**TEXTO DADO**.
Pressuposto é, que o depoimento concretamente prestado reúna aquelas características.
Não é o que sucede com a situação dos autos.
Na valoração da prova, o tribunal recorrido avalia as declarações da assistente com base, não no que foi efectivamente dito ou contado em audiência, mas em considerações abstractas.
Note-se que, para além, da análise da ocorrência do dia 31 de agosto de 2022, nenhum outro facto foi objecto de apreciação concreta. O tribunal recorrido limita-se a afirmar que a assistente relatou os factos que se reconduzem aos constantes da acusação.
Quer do texto da sentença, quer da análise das declarações prestadas em audiências ressalta uma convicção livre, mas arbitrária, dirigida à comprovação dos factos imputados ao arguido na acusação.
Só assim se compreende que, mesmo nos casos em que assistente não refere matéria que está na acusação, o tribunal a considere provada (cf. factos 3, 4, e 5, relativamente ao alcoolismo e ao momento em que se poderiam ter iniciado os maus tratos).
O mesmo se dá, quando aos insultos: De acordo com as declarações da vítima, a maioria dos insultos ocorria na presenta de terceiros (factos. 6. e 7). Porém, fazendo tábua rasa destas declarações, o tribunal recorrido descredibiliza todos os testemunhos (favoráveis ao arguido), com fundamento numa circunstância não aplicável ao caso.
Finalmente e mais grave, a inexplicável falta de pronúncia sobre a motivação da assistente para a existência deste processo. De acordo com o facto provado n.º 20, a vítima apresentou queixa contra o arguido, como um acto revanchista (facto provado n.º 20).

Entradas do conjunto de dados:
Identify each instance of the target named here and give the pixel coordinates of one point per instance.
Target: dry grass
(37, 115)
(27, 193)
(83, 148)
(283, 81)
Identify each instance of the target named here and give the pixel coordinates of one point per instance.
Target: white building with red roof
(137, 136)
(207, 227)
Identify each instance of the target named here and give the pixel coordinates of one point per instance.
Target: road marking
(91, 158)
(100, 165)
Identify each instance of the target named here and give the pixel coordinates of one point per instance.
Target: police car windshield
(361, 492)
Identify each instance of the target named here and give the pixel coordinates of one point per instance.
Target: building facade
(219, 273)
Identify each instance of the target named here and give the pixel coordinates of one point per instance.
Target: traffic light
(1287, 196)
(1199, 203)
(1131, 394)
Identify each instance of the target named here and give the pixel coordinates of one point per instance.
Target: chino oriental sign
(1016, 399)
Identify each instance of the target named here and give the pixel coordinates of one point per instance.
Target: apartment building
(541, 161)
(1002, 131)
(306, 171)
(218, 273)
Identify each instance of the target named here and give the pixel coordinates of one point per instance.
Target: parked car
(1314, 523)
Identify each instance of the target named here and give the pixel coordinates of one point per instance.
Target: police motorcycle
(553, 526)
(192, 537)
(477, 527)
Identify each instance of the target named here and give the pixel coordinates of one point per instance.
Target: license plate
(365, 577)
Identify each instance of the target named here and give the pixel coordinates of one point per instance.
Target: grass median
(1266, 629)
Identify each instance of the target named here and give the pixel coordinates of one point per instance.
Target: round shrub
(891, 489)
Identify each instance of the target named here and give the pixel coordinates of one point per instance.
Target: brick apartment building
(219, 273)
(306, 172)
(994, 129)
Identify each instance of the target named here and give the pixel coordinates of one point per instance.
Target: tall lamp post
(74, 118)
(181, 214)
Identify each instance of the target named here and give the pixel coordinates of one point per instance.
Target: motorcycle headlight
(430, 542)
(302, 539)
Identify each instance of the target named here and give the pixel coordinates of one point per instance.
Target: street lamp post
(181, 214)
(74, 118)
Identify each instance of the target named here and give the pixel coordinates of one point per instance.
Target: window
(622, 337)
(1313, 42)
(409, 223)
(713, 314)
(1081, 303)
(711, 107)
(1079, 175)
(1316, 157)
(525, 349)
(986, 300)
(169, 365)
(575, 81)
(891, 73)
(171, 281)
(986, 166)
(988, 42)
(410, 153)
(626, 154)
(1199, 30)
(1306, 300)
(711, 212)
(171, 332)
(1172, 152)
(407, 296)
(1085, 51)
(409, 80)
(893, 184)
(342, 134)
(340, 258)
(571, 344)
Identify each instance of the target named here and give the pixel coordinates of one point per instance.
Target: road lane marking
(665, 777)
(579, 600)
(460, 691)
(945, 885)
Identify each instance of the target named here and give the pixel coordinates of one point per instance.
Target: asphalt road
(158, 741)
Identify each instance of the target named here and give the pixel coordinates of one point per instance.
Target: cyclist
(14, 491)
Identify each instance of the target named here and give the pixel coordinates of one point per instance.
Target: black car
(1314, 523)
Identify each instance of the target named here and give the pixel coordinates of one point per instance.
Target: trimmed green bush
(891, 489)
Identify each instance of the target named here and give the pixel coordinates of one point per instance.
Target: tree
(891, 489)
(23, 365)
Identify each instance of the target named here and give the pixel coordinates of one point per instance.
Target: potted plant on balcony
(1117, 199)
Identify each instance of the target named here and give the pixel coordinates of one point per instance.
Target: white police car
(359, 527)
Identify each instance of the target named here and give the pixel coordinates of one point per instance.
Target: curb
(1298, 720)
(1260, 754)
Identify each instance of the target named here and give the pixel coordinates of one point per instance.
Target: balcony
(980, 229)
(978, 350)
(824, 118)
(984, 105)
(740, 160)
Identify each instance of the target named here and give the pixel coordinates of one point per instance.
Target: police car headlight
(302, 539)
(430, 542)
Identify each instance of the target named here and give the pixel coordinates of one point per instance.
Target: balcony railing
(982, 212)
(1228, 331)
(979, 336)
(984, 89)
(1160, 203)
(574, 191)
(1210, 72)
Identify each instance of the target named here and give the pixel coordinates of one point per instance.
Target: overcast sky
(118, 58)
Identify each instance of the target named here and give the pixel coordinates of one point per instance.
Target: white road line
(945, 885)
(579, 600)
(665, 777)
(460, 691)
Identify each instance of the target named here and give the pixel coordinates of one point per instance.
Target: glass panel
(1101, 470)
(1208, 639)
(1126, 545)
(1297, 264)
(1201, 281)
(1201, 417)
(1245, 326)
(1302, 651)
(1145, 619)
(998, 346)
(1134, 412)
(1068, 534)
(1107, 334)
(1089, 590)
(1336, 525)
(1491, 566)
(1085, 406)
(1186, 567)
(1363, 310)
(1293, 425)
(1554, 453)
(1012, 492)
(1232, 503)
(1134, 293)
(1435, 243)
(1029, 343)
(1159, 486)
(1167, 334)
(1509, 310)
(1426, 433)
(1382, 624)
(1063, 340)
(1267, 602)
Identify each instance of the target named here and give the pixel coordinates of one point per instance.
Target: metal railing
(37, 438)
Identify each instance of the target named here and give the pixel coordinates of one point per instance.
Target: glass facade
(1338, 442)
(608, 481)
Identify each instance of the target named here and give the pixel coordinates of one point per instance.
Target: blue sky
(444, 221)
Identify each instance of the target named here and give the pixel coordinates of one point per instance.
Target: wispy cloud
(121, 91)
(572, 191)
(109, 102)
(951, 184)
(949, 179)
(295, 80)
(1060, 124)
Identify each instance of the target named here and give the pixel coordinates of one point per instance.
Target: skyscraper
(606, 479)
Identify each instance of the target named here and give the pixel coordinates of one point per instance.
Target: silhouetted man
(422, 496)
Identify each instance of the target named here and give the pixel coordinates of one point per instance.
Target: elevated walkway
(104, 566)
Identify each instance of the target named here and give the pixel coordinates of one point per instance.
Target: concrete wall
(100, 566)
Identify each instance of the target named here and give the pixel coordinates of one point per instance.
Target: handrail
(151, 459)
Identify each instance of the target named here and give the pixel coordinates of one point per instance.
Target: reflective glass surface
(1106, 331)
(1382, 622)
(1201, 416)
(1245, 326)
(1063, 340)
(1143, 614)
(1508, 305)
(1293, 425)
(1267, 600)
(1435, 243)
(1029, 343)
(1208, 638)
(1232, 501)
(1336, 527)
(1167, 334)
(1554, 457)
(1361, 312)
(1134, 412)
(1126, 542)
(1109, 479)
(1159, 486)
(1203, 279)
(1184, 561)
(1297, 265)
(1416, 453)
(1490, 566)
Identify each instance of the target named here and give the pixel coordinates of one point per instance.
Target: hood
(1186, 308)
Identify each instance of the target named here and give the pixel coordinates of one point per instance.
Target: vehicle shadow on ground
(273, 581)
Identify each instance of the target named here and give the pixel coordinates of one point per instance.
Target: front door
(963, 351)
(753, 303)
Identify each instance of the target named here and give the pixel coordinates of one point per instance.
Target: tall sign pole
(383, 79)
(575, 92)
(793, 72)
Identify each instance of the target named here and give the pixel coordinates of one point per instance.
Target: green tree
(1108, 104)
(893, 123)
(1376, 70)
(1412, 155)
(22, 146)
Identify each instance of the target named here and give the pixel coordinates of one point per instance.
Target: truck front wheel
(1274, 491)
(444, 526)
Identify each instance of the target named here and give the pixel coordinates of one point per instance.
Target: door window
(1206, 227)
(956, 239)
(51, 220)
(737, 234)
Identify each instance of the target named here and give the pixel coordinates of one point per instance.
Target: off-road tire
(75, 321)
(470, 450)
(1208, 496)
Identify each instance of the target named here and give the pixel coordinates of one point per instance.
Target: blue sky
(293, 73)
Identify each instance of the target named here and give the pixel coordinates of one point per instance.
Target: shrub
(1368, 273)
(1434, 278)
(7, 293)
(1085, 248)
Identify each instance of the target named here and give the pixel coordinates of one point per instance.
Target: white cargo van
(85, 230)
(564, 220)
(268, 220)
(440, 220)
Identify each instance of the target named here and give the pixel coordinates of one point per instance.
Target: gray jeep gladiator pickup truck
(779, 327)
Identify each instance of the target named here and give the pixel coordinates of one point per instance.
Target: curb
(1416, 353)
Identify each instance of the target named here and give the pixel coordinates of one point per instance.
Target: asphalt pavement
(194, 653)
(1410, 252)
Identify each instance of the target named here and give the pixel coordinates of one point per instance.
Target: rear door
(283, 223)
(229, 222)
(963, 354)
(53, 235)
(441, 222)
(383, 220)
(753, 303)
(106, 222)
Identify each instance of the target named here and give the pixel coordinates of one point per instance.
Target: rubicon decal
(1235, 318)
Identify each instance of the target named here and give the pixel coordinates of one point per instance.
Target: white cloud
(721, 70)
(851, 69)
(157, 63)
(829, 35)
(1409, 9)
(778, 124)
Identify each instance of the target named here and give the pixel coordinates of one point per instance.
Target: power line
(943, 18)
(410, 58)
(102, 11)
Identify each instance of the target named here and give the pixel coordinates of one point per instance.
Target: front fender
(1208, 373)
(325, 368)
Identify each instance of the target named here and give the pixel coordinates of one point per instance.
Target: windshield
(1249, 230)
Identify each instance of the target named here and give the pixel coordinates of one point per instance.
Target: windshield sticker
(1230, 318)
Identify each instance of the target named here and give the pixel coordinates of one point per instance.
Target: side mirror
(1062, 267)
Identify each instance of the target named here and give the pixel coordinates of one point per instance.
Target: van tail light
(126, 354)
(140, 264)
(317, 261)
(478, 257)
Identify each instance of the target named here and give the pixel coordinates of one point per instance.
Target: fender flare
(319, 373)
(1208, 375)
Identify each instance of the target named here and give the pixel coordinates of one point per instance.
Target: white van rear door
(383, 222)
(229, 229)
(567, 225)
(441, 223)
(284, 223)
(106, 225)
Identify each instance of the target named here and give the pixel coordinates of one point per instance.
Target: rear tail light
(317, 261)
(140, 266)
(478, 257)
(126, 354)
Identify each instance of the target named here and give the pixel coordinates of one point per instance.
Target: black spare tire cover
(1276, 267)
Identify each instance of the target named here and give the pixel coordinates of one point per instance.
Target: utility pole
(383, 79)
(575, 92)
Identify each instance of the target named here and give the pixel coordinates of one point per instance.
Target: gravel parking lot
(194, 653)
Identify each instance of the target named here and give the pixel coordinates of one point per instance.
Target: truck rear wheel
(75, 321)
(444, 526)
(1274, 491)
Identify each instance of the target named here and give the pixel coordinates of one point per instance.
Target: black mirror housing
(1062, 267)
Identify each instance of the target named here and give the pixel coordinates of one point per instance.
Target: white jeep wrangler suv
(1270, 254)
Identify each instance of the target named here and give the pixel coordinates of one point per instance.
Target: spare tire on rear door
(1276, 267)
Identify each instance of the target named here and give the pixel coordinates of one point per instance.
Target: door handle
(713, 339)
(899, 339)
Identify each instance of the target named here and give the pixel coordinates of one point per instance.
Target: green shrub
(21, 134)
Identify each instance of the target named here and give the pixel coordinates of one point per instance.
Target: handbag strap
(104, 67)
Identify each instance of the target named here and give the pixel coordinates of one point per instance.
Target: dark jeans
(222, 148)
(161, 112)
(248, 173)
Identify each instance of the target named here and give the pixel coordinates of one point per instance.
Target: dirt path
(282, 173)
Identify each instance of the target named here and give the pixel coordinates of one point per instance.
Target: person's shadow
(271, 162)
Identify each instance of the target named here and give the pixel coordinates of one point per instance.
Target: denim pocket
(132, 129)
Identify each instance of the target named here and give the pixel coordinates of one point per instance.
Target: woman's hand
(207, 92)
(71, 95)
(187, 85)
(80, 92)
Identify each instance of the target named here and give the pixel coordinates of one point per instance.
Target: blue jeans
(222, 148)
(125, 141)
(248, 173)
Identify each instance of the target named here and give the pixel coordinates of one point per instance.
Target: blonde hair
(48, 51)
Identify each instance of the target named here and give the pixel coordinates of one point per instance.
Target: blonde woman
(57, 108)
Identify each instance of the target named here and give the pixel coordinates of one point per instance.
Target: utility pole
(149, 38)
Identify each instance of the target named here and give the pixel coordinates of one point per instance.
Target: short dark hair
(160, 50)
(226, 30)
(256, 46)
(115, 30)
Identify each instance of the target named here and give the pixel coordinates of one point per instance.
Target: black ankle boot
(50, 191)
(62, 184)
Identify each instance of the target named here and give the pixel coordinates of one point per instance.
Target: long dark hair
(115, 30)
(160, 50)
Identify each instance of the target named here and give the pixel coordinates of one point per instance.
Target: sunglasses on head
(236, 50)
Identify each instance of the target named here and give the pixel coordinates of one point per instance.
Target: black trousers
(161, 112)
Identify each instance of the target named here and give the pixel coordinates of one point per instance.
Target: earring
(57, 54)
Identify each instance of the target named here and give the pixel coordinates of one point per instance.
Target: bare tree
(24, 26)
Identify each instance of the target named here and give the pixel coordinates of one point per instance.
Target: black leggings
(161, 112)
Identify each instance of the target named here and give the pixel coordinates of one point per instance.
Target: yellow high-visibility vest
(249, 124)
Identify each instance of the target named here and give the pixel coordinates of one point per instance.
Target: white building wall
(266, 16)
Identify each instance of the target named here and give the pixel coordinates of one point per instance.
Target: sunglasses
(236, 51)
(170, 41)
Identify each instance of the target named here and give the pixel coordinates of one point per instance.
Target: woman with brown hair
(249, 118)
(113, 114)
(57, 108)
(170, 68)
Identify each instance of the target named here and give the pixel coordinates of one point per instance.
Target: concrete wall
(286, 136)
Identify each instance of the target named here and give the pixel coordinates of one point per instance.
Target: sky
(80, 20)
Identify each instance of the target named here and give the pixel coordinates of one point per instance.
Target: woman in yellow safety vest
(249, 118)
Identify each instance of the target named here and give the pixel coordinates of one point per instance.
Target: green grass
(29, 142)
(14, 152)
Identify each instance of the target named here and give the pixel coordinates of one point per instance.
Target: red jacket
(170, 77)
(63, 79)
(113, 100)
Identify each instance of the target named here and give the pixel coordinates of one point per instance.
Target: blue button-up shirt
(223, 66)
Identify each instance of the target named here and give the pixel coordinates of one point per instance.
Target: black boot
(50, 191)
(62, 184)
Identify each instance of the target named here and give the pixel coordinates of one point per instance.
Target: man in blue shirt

**TAREFA A**. Altere o trecho do texto sobre a valoração da prova que vai de "Pressuposto é, que" a "em considerações abstractas.", trocando "assistente" por "ofendida".
**TAREFA B**. Dê seguimento, por favor, ao texto sobre a valoração da prova a partir do ponto em que ele termina.

**RESPOSTA DO EXERCÍCIO A**.
Pressuposto é, que o depoimento concretamente prestado reúna aquelas características.
Não é o que sucede com a situação dos autos.
Na valoração da prova, o tribunal recorrido avalia as declarações da ofendida com base, não no que foi efectivamente dito ou contado em audiência, mas em considerações abstractas.

**RESPOSTA DO EXERCÍCIO B**.
O que implicaria indagar se a assistente sofreu ou não os insultos – que a muito custo, foi identificando ao longo do seu depoimento - ou, se, pelo contrário, tais acusações só surgem como acto de vingança contra o arguido.
Note-se, que a assistente traz para a audiência palavras novas que nem sequer constavam da acusação.
Neste contexto probatório, só nos resta a dúvida sobre o sucedido no hipermercado A..., o que implica decidir a favor do arguido – in dubio pro reo – julgando o facto não provado.
Facto provado n.º 7
Em dia não apurado do mês de Julho de 2022, pelas 17h00, no interior do estabelecimento comercial «B...», em ..., o arguido, num tom de voz elevado e com uma expressão corporal agressiva dirigiu-se à ofendida e disse-lhe «deficiente», «puta», «garota», «estás toda a vida para escolher e nem sabes o que queres».
Sobre esta matéria existem duas versões contraditórias, (i) a do arguido, corroborada pela testemunha EE e a (ii) da assistente, sem qualquer corroboração.
Defende o recorrente que o tribunal recorrido credibilizou a versão de BB, sem curar de apreciar as declarações do arguido e da testemunha, EE.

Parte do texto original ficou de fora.